• Stated problem: Retype the data below without altering anything.

[Dataset excerpts on object pointing]
--- START ---
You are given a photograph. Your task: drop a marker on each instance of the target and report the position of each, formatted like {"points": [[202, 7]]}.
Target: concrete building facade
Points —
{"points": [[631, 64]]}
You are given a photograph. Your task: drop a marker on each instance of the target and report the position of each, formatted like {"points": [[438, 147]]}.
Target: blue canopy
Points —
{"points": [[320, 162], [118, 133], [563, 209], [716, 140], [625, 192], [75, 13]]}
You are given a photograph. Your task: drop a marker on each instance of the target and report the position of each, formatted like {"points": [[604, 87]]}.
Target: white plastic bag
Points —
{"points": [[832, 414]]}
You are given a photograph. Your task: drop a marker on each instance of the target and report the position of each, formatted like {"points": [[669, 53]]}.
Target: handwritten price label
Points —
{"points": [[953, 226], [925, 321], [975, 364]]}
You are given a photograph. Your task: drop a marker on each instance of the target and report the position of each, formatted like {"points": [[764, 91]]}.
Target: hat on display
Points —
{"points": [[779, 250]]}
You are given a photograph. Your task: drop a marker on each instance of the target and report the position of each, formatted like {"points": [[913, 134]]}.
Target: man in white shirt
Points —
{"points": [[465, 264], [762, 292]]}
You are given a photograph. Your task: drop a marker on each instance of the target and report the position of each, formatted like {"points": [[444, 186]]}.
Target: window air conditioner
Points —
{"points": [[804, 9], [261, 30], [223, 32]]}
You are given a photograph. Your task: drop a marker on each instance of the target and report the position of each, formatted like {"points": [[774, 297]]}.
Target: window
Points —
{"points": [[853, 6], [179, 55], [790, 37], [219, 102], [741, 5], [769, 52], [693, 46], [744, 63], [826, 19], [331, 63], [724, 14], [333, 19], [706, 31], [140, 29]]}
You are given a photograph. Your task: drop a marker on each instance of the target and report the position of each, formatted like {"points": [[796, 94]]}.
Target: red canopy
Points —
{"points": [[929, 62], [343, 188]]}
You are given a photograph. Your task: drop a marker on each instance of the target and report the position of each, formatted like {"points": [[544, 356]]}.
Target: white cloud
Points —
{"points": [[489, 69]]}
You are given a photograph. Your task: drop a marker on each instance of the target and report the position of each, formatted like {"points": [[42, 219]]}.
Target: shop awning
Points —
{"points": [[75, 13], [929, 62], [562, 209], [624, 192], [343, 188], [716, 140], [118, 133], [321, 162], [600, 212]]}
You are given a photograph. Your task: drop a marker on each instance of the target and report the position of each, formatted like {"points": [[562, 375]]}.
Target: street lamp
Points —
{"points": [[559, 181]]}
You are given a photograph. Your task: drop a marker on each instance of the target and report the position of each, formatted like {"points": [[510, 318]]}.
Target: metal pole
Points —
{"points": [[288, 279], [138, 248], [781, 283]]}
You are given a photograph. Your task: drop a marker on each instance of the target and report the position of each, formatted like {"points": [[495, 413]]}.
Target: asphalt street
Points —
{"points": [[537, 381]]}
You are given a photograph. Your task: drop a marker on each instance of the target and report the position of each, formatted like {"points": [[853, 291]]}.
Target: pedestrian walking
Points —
--- END ---
• Output:
You are given a photograph. Your task: drop a marker on each instance of the target and report the position of each, formatted like {"points": [[202, 7]]}.
Target: concrete building facade
Points —
{"points": [[631, 64]]}
You are given a photograph. Your task: drop a marker on each instance of the target and report the position of each, formatted like {"points": [[438, 147]]}.
Target: blue canopy
Points —
{"points": [[320, 162], [118, 133], [563, 209], [716, 140], [625, 192], [75, 13]]}
You are given a photograph. Your task: drop a marker on each instance of the target and report the position of each, formatted like {"points": [[604, 87]]}.
Target: white plastic bag
Points —
{"points": [[832, 414]]}
You are given a photograph. Your task: drop a marker on each instance of the target and report the position of each, formatted like {"points": [[669, 53]]}.
Target: handwritten price label
Points —
{"points": [[953, 226], [925, 321], [975, 364]]}
You are given a photograph. Your task: drop a marker on each instance of the target and report the position of each, formatted like {"points": [[764, 91]]}.
Target: hat on display
Points —
{"points": [[779, 250]]}
You are given a photograph. Your task: drop a marker on each instance of the target and report the position of each, formatted like {"points": [[913, 134]]}.
Target: man in white shirt
Points —
{"points": [[465, 264], [762, 292]]}
You are given a photograph. Your task: drop a marker on each instance of the target and report the position of each, formatted like {"points": [[444, 186]]}.
Target: window air conditioner
Points —
{"points": [[804, 9], [261, 30], [223, 32]]}
You are given a photograph. Your task: drop a marker on each instance of the target and report the position of each, formatted like {"points": [[774, 297]]}.
Target: window
Points —
{"points": [[853, 6], [179, 55], [790, 37], [219, 102], [741, 5], [769, 52], [693, 46], [744, 63], [826, 19], [331, 63], [724, 14], [333, 19], [706, 31], [140, 29]]}
You are given a photograph. Your task: drop a marker on each instance of the target and report the position of each, formatted like {"points": [[796, 94]]}.
Target: red canopy
Points —
{"points": [[929, 62], [343, 188]]}
You are given a photograph. Your task: drop a marker on each instance of the target and report the position of each, formatted like {"points": [[544, 356]]}.
Target: white cloud
Points —
{"points": [[489, 69]]}
You are given a photograph. Your task: drop a marker on each instance of the target and report the position of each, formatted like {"points": [[42, 219]]}.
Target: shop awning
Points —
{"points": [[75, 13], [929, 62], [562, 209], [624, 192], [343, 188], [716, 140], [118, 133], [321, 162], [600, 212]]}
You are given a photograph. Your task: drop a marker on each instance of the target and report the position of each, formatted like {"points": [[562, 375]]}.
Target: street lamp
Points —
{"points": [[559, 181]]}
You are given a photograph. Your task: drop a marker on each instance of the target and report the position of each, formatted like {"points": [[510, 318]]}.
Target: metal pole
Points —
{"points": [[288, 279], [138, 248], [781, 283]]}
You are given a photograph. Your task: drop a marker on each instance of the target and report the position of each, formatted like {"points": [[495, 413]]}.
Target: asphalt street
Points —
{"points": [[537, 381]]}
You are given a photograph. Your task: drop a marker on each instance of the target and report the position of each, formatted like {"points": [[853, 291]]}.
Target: pedestrian walking
Points —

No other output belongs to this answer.